*** Material for this exercise ***

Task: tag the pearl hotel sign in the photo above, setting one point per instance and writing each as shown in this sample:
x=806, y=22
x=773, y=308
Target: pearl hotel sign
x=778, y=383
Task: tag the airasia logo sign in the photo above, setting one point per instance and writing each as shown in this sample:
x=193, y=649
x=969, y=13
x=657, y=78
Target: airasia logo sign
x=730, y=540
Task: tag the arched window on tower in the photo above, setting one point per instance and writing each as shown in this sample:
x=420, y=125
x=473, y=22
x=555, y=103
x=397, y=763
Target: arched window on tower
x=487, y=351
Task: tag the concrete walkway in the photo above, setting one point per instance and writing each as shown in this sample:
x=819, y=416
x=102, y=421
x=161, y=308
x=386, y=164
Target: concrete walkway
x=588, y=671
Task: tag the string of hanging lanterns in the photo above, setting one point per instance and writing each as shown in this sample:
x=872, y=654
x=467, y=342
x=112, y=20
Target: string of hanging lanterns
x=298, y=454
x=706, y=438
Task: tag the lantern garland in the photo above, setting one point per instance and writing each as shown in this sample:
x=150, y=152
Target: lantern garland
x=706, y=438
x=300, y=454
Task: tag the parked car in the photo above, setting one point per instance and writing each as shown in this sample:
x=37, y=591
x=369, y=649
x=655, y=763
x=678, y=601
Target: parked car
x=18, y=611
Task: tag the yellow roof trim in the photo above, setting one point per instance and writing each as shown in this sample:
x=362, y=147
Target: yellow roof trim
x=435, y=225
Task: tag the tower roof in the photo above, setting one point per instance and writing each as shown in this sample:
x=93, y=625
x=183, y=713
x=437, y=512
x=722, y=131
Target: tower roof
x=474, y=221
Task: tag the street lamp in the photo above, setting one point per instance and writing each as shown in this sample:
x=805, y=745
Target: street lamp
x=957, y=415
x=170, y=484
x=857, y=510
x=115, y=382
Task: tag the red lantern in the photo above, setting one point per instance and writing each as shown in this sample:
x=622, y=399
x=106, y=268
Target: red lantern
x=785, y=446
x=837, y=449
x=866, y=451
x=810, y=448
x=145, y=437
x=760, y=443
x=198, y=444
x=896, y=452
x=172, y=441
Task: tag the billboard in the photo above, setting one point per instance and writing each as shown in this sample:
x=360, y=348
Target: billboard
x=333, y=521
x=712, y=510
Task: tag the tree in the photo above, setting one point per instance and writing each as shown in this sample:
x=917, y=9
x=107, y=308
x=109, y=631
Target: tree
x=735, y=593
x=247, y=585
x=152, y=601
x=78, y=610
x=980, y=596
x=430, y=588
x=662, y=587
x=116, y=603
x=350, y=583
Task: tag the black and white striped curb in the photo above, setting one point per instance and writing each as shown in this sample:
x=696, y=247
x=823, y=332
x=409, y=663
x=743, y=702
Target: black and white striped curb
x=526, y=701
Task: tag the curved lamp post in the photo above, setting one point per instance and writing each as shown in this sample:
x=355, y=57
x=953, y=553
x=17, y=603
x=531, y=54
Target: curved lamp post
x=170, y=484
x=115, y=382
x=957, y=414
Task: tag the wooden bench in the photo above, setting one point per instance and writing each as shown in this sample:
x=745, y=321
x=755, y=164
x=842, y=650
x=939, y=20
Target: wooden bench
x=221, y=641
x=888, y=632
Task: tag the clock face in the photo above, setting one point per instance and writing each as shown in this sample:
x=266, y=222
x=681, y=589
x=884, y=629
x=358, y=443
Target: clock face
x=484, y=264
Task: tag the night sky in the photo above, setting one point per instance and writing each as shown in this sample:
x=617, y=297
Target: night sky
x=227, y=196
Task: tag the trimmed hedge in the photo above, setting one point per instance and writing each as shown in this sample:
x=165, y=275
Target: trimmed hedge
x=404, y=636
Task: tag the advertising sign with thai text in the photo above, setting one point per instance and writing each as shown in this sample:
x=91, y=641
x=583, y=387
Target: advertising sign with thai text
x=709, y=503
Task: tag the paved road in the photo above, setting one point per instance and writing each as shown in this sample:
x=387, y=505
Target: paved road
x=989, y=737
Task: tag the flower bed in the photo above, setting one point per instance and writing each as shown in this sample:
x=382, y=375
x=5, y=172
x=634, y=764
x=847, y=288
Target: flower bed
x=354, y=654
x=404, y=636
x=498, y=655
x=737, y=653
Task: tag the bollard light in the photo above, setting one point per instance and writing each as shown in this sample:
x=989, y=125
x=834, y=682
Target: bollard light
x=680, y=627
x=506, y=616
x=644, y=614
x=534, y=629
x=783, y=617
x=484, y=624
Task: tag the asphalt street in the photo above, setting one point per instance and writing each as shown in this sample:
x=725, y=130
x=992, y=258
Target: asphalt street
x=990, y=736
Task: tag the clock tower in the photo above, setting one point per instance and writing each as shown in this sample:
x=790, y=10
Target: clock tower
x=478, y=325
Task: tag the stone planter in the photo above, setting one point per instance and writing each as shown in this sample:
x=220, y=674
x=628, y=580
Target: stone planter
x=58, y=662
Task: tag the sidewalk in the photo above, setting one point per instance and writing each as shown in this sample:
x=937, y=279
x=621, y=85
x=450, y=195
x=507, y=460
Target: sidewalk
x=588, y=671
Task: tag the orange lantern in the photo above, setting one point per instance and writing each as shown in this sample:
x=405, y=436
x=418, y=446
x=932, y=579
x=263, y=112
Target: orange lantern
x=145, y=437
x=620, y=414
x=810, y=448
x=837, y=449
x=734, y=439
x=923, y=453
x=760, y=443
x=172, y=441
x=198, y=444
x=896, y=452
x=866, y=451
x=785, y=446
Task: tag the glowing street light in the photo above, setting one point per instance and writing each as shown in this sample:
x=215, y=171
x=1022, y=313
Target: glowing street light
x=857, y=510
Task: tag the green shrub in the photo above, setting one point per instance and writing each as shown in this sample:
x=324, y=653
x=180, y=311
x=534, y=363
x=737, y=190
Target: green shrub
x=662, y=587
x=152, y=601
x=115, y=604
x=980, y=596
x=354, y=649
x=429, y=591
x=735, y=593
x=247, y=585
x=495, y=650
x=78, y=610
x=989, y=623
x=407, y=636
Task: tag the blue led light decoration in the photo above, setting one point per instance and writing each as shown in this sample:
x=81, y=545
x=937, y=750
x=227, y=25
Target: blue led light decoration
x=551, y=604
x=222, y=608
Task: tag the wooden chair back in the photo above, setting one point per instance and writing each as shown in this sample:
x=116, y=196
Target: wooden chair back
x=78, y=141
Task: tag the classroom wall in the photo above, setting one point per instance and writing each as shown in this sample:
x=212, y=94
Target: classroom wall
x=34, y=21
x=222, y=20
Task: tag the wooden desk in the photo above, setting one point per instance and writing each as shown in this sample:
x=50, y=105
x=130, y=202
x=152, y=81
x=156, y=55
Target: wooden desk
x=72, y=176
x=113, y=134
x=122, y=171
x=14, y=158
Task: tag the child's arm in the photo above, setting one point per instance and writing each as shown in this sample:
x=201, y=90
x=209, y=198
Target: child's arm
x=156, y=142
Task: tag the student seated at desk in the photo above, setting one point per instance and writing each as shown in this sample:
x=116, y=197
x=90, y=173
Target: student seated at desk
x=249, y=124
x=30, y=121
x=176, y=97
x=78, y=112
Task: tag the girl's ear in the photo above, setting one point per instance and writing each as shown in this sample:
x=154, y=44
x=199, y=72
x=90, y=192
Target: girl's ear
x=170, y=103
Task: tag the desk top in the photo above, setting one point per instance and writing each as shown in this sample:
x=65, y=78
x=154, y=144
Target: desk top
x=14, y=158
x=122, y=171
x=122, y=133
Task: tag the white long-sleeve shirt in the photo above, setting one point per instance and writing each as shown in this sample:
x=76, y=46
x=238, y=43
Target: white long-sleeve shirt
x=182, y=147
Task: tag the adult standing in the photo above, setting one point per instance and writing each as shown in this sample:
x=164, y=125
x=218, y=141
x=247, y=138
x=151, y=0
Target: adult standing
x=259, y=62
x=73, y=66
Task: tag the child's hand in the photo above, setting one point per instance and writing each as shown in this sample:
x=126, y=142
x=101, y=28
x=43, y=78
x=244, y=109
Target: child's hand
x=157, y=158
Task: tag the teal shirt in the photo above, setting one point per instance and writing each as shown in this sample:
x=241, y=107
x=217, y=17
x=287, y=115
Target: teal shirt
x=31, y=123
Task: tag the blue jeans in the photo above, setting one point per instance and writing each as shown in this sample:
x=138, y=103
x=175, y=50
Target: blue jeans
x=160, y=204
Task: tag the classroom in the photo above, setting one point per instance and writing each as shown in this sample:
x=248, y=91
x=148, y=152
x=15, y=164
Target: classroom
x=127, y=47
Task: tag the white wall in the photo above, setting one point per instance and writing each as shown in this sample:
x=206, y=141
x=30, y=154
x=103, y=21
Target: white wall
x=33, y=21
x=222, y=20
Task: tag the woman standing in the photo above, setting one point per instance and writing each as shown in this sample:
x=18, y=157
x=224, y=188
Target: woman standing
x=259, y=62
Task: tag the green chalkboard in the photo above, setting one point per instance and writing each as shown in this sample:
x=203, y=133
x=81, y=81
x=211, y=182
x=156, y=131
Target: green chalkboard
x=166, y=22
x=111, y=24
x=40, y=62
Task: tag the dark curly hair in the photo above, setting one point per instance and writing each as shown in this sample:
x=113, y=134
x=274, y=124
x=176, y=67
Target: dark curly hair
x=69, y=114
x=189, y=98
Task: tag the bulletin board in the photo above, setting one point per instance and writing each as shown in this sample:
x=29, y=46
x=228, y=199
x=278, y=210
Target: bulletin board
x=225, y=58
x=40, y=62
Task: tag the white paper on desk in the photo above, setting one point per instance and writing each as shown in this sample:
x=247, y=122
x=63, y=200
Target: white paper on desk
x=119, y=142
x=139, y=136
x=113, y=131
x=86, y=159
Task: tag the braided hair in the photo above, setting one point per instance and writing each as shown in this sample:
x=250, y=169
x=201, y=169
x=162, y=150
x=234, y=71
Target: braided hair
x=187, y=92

*** End of Material for this exercise ***

The lines to extract from the data above begin with the line containing "x=91, y=641" and end with the line containing "Task: tag the flower". Extract them exactly, including both.

Answer box -
x=91, y=641
x=583, y=387
Target: advertising sign with thai text
x=709, y=503
Task: tag the paved road in the photo above, setting one point per instance and writing each as shown in this sample:
x=387, y=505
Target: paved road
x=989, y=737
Task: tag the flower bed in the photo above, setting one point per instance and writing each as shown in this sample:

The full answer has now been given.